What to do: Restate the data exactly as given and keep the pictures out.

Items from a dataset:
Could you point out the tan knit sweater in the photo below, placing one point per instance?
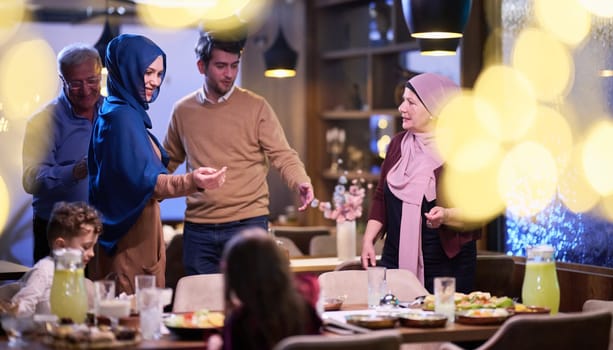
(242, 133)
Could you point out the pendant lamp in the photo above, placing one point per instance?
(108, 33)
(438, 47)
(436, 19)
(280, 58)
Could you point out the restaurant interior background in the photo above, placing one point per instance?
(582, 234)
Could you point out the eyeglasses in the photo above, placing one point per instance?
(76, 85)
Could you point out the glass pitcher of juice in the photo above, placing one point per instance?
(540, 287)
(68, 297)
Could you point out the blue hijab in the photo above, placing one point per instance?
(123, 167)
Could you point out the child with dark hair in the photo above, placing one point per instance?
(71, 225)
(263, 301)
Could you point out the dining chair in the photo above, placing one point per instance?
(571, 331)
(199, 292)
(301, 235)
(494, 274)
(380, 340)
(596, 305)
(353, 285)
(291, 247)
(326, 246)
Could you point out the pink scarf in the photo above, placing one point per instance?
(411, 179)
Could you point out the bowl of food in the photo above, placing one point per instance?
(372, 321)
(194, 325)
(423, 320)
(483, 316)
(333, 304)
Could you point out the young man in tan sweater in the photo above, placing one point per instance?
(221, 124)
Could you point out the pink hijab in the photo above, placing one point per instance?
(412, 177)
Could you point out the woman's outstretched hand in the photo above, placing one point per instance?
(209, 178)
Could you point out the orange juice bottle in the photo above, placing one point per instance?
(68, 296)
(540, 287)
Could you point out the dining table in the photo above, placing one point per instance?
(11, 271)
(451, 332)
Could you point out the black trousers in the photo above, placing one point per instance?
(41, 244)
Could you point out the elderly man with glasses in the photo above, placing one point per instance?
(57, 139)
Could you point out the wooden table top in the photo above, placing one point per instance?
(453, 331)
(11, 271)
(167, 342)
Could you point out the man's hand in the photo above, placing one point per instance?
(306, 195)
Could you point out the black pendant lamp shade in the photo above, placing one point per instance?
(438, 47)
(436, 19)
(280, 59)
(108, 33)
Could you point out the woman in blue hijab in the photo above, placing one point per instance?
(127, 167)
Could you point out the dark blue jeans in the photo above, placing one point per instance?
(203, 244)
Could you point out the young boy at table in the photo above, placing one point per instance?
(71, 225)
(264, 302)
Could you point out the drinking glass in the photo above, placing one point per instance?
(444, 297)
(142, 282)
(376, 285)
(150, 308)
(15, 326)
(107, 304)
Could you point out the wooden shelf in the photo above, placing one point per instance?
(364, 51)
(367, 176)
(356, 114)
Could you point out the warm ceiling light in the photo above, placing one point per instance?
(280, 59)
(178, 3)
(436, 19)
(438, 47)
(606, 73)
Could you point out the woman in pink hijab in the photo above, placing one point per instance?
(419, 233)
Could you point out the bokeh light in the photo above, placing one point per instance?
(574, 189)
(551, 130)
(512, 98)
(473, 193)
(545, 62)
(215, 15)
(528, 179)
(605, 208)
(598, 157)
(462, 140)
(28, 77)
(5, 204)
(12, 14)
(602, 8)
(567, 20)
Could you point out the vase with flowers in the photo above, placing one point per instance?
(345, 208)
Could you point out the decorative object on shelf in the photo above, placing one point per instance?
(355, 158)
(436, 19)
(335, 143)
(438, 47)
(381, 132)
(280, 59)
(381, 14)
(345, 240)
(345, 208)
(356, 98)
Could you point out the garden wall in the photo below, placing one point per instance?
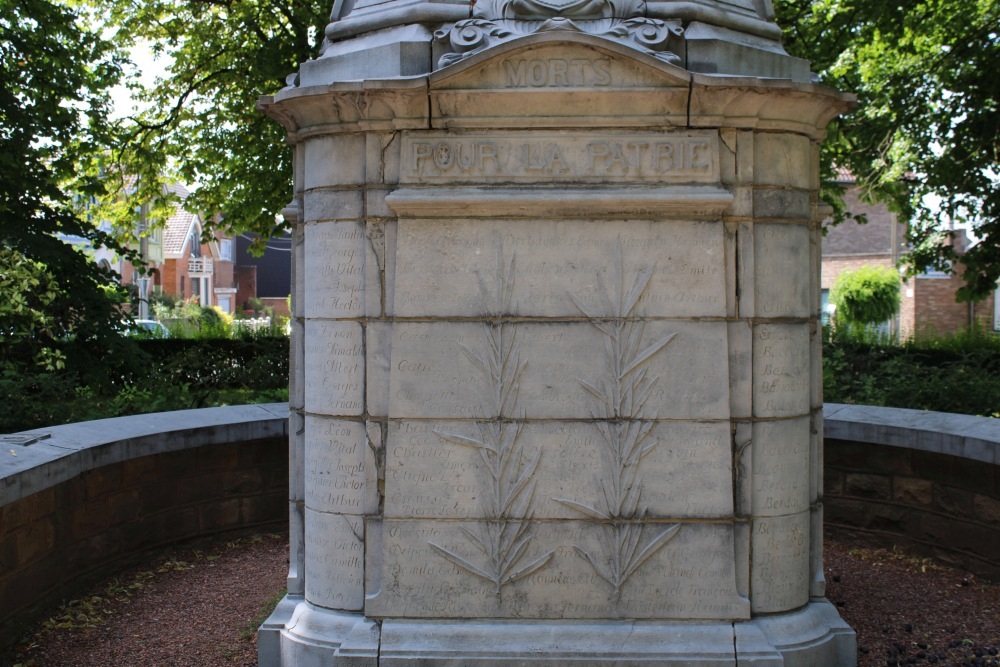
(93, 497)
(926, 481)
(96, 496)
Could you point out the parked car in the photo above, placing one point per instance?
(151, 328)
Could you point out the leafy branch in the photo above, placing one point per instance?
(620, 401)
(507, 469)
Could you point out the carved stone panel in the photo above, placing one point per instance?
(565, 569)
(445, 267)
(781, 369)
(781, 250)
(781, 467)
(587, 157)
(335, 555)
(334, 368)
(438, 469)
(779, 572)
(341, 475)
(436, 370)
(335, 263)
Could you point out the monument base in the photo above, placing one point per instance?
(301, 634)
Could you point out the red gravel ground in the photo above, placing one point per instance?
(200, 608)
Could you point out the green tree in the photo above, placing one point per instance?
(868, 295)
(927, 122)
(53, 106)
(199, 124)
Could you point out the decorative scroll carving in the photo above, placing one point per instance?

Solution to this task:
Could you point out the tan knit sweater in the photo below, placing one point per instance?
(242, 133)
Could you point out the pendant lamp in the photo above, placing one point per instance?
(108, 33)
(438, 47)
(436, 19)
(280, 58)
Could you point out the restaurant interior background in the photo above, placing one point per instance?
(582, 234)
Could you point out the eyeglasses in the photo above, placing one point per instance?
(76, 85)
Could you point out the glass pitcher of juice in the photo above, placing one point per instance?
(540, 287)
(68, 297)
Could you point out the blue hijab in the photo above, placing one point per instance?
(123, 167)
Could you point out the child with dark hair in the photo above, placing one point per instance?
(71, 225)
(263, 301)
Could you point out the dining chair in the photo above, placing one point per instance?
(571, 331)
(199, 292)
(301, 235)
(494, 274)
(380, 340)
(596, 305)
(353, 285)
(291, 247)
(326, 246)
Could you point out the pink scarf in the photo above, placing one point per instance?
(411, 179)
Could you point out the bowl of food in the photo above, placing one point per instance?
(372, 321)
(194, 325)
(423, 320)
(483, 316)
(333, 304)
Could you point out the young man in tan sweater in the photo above, placing one point per instance?
(221, 124)
Could you point out the pink hijab in the photo above, placing one point per instance?
(412, 177)
Could you point out the woman's outstretched hand in the photo above, placing one point per instance?
(209, 178)
Could you point out the orange juice bottle in the photo above, placing one point per instance?
(68, 296)
(540, 287)
Could you point out the dining table in the photo above, placing one point per instance?
(11, 271)
(451, 332)
Could you point out the black trousers in the photo above, placing one point per instance?
(41, 244)
Could you point out the elderly man with glasses in the photo above, placing one point per instance?
(57, 139)
Could you point out the wooden table top in the photo above, placing one point per instance?
(453, 331)
(11, 271)
(167, 342)
Could you point out the man's hand in the photo above, placing one point per instance?
(306, 195)
Could you point out the black pendant lamp shade in the photo above, placing one point per instance?
(438, 47)
(436, 19)
(280, 59)
(108, 33)
Could you point out the woman in blue hijab in the photo above, placing one point per instance?
(127, 167)
Could you point out the dark blue jeans in the photo above, placing one point per instance?
(203, 244)
Could you point out the young boy at table in the photo above, placing one point per instance?
(71, 225)
(264, 302)
Could you point out the drinking glass in the photo above, placing one point per instance?
(444, 297)
(142, 282)
(376, 285)
(150, 308)
(15, 326)
(107, 304)
Could you point out the wooden shelf in the photo above, placing one point per instance?
(364, 51)
(367, 176)
(356, 114)
Could you point out the warm ceiling light in the photo above, placing one point per instance?
(280, 59)
(178, 3)
(436, 19)
(438, 47)
(606, 73)
Could you point out the woman in pink hijab in the photo above, placing one point per instance?
(419, 233)
Could you point out the bokeh light in the photo above, placing one point per instance?
(574, 189)
(551, 130)
(512, 98)
(473, 193)
(545, 62)
(215, 15)
(528, 179)
(605, 208)
(598, 157)
(462, 140)
(28, 77)
(5, 204)
(12, 14)
(602, 8)
(567, 20)
Could you point out the vase with flowers in the photo above, placing one point per instance?
(345, 208)
Could you point out the decorative object on shelf in the photo above, placing one point per instance?
(355, 158)
(436, 19)
(335, 143)
(438, 47)
(381, 132)
(280, 59)
(381, 14)
(345, 240)
(345, 208)
(356, 98)
Could you point out the garden wall in the photo below, placing one point per instance?
(93, 497)
(926, 481)
(96, 496)
Could you point out the parked car in the photo above, placing one point per instance?
(151, 328)
Could you point out the leafy branch in the photo above, placing one point per instance?
(620, 401)
(507, 469)
Could you point out the carved stone panel in the photo above, placing one point per instance?
(565, 569)
(445, 267)
(781, 369)
(781, 250)
(781, 467)
(587, 157)
(335, 555)
(334, 368)
(438, 469)
(779, 572)
(341, 475)
(436, 370)
(335, 263)
Could you point out the monument base in the photo above, placing one point per instance?
(301, 634)
Could you point out the red gravel ground in the photo above, placing one point per instance?
(200, 608)
Could you point out the green tree in the photo above, placing one point per instance?
(868, 295)
(927, 122)
(53, 106)
(199, 124)
Could you point out the decorative scroll carving in the photo above, placing one point per instance?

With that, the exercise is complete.